### Textauszug
Viertelfinale bei der Fußball-WM:"Wir haben diesen verdammten Deutschland-Spuk satt"

Frauenfußball-WM - Schweden - Kanada

Die Schwedinnen jubeln - auch am Samstag gegen Deutschland?

(Foto: dpa)
  • Das DFB-Team sammelt Kräfte für das Viertelfinale gegen Schweden.
  • Die verletzte Spielmacherin Dzsenifer Marozsán könnte dann wieder mitwirken.
  • Die Schwedinnen haben 20 von 28 Begegnungen gegen Deutschland verloren.

Von Anna Dreher, Bruz

Der Dienstag lieferte ein Beispiel dafür, dass es auch Nachteile haben kann, Fußball-Bundestrainerin zu sein; an und für sich fallen einem da ja nicht so viele ein. Aber am dritten Tag, nachdem die deutsche Nationalmannschaft der Frauen das Viertelfinale der WM in Frankreich erreicht hatte, bekamen alle Spielerinnen frei - Martina Voss-Tecklenburg nicht. Immerhin wurde es ein kurzer Arbeitstag, und Voss-Tecklenburg musste sich auch nicht groß akklimatisieren. Denn das deutsche Team ist zurückgekehrt ins idyllisch gelegene Golfressort Domaine de Cicé-Blossac, wo diese WM-Reise vor drei Wochen begann. Der Turnierverlauf wollte es so, Deutschland trägt sein Viertelfinale gegen Schweden am Samstag in Rennes aus. Dort, wo alles gegen China begann - und nun möglichst weitergehen soll.

### Aufgabe 1
Entnimm dem Bericht zum WM-Viertelfinale wortgetreu den Abschnitt, der bei „Viertelfinale bei der“ beginnt und bei „dann wieder mitwirken.“ endet.
### Aufgabe 2
In welcher Stadt trägt Deutschland laut dem Bericht zum WM-Viertelfinale sein Spiel gegen Schweden aus?
### Aufgabe 3
Führe den Bericht zum WM-Viertelfinale bitte nach seinem letzten Satz fort.
Die Einträge stammen aus einer anderen Quelle.

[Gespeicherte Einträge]

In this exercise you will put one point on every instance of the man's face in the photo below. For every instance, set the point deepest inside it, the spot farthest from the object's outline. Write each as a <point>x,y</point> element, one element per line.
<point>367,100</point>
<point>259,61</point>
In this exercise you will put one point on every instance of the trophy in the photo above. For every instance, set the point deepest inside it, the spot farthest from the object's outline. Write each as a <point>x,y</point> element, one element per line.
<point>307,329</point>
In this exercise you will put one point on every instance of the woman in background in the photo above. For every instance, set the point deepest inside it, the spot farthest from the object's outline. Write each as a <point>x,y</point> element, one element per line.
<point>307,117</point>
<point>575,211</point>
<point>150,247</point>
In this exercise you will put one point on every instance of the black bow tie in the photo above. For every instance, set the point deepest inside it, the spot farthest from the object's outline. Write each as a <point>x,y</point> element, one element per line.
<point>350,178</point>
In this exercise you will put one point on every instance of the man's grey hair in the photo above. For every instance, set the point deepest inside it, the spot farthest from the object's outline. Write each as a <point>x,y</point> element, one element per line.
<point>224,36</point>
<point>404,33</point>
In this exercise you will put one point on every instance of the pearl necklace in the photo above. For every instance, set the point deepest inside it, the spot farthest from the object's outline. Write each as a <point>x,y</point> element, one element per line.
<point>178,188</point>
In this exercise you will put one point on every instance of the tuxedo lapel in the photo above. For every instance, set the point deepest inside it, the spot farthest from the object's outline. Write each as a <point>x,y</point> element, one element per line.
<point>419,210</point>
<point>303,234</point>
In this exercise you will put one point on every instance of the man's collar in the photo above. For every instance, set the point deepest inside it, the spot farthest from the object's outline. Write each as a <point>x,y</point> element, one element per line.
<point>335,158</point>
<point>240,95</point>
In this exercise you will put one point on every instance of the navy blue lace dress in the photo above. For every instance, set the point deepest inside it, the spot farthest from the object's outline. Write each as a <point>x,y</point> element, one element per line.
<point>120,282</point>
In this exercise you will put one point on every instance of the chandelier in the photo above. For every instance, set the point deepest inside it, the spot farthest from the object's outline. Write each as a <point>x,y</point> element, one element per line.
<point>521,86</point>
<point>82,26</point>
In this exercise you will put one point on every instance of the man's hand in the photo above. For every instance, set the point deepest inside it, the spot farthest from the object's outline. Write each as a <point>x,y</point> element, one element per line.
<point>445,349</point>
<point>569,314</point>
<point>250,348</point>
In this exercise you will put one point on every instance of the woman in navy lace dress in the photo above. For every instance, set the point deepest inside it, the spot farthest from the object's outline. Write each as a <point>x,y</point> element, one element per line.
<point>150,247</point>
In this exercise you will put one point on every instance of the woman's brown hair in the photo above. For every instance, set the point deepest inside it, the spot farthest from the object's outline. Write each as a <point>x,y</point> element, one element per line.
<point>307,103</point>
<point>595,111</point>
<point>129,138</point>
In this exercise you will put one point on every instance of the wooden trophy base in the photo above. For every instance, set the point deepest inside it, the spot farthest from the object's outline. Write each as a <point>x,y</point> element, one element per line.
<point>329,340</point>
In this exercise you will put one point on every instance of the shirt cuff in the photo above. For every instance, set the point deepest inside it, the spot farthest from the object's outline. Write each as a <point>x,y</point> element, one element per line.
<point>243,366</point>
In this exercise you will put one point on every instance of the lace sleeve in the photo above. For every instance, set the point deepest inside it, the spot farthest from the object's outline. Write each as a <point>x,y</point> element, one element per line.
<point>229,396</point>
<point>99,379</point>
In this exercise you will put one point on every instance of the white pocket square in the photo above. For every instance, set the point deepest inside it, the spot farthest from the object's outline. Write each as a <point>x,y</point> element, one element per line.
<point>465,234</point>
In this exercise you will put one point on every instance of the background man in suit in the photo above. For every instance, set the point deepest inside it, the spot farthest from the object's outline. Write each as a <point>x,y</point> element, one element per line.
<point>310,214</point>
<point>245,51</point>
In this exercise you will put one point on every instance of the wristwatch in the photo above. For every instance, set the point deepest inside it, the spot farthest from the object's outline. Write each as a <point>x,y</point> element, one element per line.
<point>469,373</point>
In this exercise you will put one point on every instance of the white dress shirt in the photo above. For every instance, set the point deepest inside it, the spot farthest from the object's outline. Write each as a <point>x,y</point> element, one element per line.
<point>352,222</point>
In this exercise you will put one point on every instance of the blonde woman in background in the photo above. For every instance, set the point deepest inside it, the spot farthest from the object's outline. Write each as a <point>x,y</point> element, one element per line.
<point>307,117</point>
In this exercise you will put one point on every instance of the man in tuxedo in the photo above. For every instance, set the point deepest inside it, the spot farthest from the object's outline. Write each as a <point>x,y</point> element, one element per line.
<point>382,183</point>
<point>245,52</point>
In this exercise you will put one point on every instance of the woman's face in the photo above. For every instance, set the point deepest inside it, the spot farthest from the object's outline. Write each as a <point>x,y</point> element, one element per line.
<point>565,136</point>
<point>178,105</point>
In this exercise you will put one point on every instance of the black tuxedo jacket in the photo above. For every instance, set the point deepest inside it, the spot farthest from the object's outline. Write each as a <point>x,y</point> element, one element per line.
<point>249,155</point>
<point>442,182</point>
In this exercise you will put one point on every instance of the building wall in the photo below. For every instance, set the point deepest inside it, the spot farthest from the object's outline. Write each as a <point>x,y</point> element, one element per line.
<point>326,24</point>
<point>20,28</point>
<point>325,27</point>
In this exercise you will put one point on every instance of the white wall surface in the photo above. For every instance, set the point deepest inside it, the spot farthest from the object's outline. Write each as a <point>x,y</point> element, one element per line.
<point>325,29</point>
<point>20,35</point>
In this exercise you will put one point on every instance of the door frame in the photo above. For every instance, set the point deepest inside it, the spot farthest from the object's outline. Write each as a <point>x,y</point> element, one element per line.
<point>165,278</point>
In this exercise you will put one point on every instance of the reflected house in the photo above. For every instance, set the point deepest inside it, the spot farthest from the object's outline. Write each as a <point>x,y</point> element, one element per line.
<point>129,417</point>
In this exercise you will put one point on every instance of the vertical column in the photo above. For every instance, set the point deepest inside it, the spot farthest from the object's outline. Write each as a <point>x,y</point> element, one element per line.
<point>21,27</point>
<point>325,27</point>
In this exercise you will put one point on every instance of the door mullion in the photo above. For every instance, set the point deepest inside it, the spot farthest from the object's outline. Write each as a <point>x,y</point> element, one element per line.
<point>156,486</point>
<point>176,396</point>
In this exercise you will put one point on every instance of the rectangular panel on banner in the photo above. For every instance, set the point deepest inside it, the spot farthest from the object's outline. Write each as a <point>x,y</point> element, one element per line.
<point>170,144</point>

### Lösung 1
Viertelfinale bei der Fußball-WM:"Wir haben diesen verdammten Deutschland-Spuk satt"

Frauenfußball-WM - Schweden - Kanada

Die Schwedinnen jubeln - auch am Samstag gegen Deutschland?

(Foto: dpa)
  • Das DFB-Team sammelt Kräfte für das Viertelfinale gegen Schweden.
  • Die verletzte Spielmacherin Dzsenifer Marozsán könnte dann wieder mitwirken.

### Lösung 2
In Rennes.

### Lösung 3
Voss-Tecklenburg, 51, lief am Dienstagvormittag lächelnd über die Anlage des Hotels, vorbei an golfspielenden Gästen, sie trug ein weißes Trainingsshirt, Turnschuhe und eine schwarze Jogginghose. Alles ganz gemütlich, noch ist die Anspannung weit weg, bis Samstag bleibt viel Vorbereitungszeit - für Behandlung, Regeneration, Training, Analysen, Gespräche.

Nur eben am Dienstag nicht, da durften (fast) alle tun, was sie wollten. "Langeweile kommt überhaupt nicht auf, weil wenn die Spielerinnen nicht wissen, was sie machen sollen, macht die Trainerin eine Videoanalyse", sagte Voss-Tecklenburg und grinste: "Ich finde es gut, diese Zeit zu haben, weil es uns Möglichkeiten gibt, zu Kräften zu kommen. Vor allem, was Dzsenifer Marozsán betrifft, ist diese Woche sehr wertvoll."

Marozsán könnte mit ihrer Qualität helfen

Germany Press Conference & Training - FIFA Women's World Cup France 2019

"Jede Serie kann irgendwann zu Ende gehen": Bundestrainerin Martina Voss-Tecklenburg (rechts, mit Svenja Huth) warnt vor den Schwedinnen, gegen die die DFB-Auswahl 20 von 28 Partien gewonnen hat.

(Foto: Maja Hitij/Getty Images)

Gegen Schweden, hatte Voss-Tecklenburg nach dem 3:0 im Achtelfinale gegen Nigeria gesagt, werde die deutsche Spielmacherin wieder eingesetzt, nachdem Marozsán mit einem Zehenbruch gleich zu Beginn gegen China ausgefallen war. Jetzt ergänzte die Bundestrainerin: "Wir müssen weiter schauen, wie der Zeh reagiert, jede Belastung führt ja zu einer Reaktion. Vielleicht entscheiden wir erst am Samstag, ob wir die Option von Anfang an oder erst im Laufe des Spiels ziehen wollen."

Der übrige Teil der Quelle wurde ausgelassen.